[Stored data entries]
+---+

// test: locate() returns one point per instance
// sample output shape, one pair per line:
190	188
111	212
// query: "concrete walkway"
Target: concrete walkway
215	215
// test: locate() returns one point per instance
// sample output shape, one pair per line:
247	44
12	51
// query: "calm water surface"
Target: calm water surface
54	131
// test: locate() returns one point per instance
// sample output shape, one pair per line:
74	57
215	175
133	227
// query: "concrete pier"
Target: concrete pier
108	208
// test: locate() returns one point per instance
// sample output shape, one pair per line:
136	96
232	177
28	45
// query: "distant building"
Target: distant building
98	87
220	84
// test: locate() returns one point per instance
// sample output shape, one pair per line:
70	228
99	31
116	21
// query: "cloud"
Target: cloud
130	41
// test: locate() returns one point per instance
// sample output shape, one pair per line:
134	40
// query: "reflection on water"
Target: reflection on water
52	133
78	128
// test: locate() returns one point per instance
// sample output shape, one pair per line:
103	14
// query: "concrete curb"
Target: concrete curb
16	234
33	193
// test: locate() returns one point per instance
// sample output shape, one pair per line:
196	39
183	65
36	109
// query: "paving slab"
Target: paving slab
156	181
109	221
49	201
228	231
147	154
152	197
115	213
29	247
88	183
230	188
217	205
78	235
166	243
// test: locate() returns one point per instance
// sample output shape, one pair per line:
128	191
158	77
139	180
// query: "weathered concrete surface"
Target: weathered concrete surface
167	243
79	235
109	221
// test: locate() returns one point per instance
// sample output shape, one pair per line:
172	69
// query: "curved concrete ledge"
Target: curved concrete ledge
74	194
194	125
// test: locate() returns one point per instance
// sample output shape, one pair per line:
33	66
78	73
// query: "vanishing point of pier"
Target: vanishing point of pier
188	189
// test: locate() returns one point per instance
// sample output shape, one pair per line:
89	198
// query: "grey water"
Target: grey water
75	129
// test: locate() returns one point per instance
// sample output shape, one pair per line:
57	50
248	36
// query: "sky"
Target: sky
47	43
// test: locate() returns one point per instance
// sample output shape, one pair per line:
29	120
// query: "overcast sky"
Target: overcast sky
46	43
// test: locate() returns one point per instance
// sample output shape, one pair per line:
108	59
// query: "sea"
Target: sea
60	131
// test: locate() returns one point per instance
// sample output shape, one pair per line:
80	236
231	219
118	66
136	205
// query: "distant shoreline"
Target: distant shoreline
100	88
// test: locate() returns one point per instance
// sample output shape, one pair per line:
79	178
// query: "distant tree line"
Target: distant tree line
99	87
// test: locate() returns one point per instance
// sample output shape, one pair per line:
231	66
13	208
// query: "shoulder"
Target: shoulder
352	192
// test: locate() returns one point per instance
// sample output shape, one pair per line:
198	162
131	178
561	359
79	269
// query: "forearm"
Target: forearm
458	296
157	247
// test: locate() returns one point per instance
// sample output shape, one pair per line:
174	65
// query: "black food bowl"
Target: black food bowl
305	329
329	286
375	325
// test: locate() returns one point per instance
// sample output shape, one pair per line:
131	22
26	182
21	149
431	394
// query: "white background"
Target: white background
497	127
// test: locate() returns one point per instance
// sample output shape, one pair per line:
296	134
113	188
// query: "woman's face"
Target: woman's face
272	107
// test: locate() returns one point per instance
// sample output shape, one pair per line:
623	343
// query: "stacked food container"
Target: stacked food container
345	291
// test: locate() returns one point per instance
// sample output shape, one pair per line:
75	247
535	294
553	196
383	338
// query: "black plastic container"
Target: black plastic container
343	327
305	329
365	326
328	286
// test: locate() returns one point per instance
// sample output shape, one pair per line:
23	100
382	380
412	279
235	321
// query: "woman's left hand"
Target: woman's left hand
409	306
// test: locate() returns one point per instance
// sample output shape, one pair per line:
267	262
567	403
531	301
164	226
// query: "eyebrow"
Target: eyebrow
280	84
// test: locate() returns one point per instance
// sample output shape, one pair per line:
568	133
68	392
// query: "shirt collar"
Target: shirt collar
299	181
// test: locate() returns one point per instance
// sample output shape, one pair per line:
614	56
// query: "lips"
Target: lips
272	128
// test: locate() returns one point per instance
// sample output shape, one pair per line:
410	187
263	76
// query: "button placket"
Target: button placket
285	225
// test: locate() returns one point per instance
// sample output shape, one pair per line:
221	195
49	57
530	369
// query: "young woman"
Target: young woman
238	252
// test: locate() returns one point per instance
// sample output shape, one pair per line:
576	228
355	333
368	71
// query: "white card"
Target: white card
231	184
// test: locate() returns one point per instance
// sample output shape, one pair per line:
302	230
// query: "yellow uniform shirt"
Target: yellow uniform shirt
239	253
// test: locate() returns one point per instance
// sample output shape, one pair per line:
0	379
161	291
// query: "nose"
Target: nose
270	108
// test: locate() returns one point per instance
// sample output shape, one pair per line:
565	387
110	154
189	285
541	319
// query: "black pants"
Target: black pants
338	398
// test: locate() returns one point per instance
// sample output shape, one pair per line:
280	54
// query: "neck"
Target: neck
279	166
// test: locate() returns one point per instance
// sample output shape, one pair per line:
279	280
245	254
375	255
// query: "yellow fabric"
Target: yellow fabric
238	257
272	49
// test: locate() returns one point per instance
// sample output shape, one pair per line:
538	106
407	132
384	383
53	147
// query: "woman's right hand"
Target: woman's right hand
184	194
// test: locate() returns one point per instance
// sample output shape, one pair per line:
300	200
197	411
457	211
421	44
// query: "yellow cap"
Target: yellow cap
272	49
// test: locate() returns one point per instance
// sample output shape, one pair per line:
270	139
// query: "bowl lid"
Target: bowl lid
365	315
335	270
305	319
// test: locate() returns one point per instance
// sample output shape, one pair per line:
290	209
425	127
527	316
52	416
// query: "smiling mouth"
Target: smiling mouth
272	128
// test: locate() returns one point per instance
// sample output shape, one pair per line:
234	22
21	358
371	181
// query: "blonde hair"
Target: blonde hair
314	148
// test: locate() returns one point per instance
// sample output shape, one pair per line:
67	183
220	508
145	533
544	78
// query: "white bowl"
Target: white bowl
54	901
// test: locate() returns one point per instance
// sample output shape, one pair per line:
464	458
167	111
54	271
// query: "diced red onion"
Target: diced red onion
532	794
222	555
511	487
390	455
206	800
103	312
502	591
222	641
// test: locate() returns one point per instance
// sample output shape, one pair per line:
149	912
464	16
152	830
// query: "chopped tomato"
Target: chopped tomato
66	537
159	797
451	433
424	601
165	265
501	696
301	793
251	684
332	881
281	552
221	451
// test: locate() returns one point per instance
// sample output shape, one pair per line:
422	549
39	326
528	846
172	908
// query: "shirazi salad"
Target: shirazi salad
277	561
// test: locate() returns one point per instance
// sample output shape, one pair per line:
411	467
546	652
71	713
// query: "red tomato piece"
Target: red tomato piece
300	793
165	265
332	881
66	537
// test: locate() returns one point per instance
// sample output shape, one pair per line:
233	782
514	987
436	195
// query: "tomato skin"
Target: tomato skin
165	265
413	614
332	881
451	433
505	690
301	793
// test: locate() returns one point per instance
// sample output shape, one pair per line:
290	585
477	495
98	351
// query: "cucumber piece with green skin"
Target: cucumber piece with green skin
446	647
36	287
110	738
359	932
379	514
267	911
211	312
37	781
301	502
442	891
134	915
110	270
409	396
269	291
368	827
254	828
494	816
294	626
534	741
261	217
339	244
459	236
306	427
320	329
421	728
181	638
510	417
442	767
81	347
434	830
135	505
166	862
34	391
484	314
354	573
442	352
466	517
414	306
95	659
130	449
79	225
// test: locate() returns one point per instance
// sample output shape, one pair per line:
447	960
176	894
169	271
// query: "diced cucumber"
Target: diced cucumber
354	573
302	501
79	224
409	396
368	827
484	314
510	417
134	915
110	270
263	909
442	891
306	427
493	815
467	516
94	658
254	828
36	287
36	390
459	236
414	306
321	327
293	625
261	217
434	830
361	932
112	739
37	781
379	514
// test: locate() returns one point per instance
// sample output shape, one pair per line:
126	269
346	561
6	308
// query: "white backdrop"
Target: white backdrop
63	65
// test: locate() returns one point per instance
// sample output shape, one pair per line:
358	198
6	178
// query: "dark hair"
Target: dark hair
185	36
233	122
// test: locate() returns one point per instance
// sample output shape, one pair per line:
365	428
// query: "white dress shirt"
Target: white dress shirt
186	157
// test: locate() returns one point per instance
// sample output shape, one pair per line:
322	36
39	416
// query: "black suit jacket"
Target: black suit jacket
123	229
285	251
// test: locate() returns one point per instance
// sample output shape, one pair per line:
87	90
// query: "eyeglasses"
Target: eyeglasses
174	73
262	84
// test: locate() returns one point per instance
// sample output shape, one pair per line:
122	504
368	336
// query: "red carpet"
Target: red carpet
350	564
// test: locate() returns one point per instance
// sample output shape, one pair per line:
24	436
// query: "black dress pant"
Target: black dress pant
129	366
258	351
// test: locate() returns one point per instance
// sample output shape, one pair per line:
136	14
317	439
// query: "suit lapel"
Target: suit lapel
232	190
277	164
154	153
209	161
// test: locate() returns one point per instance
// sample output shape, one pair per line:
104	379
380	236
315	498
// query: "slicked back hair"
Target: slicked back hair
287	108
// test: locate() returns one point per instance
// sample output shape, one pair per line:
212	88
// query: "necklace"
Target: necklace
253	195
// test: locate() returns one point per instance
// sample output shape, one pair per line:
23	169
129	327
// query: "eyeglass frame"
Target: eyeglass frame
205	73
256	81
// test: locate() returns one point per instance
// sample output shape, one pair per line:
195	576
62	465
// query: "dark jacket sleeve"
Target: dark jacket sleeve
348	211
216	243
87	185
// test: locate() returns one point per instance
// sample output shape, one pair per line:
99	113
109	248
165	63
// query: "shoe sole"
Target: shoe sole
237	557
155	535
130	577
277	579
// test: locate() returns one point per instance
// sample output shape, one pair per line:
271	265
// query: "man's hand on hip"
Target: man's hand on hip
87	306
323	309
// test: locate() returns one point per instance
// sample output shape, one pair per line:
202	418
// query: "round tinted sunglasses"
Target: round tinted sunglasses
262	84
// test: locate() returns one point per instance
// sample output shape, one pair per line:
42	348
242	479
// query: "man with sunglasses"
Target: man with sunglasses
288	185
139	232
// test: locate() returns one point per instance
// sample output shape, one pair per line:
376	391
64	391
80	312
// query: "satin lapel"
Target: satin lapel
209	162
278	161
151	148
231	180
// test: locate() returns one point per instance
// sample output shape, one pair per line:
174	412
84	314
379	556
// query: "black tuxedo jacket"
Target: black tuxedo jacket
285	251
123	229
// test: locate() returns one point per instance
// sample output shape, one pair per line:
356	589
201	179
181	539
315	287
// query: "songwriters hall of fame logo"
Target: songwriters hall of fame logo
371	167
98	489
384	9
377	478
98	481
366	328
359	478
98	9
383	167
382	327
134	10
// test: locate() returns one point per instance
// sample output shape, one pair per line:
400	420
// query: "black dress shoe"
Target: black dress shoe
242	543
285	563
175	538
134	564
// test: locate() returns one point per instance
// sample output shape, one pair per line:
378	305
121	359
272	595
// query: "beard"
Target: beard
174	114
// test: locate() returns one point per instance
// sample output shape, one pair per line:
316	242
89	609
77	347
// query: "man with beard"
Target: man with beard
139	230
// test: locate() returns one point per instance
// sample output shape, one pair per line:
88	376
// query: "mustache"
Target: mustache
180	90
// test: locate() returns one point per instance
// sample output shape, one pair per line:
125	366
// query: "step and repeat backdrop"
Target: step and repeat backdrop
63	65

+---+

Report each line above that contains the word "calm". Case counts.

## Complete response
// query: "calm water surface"
Target: calm water surface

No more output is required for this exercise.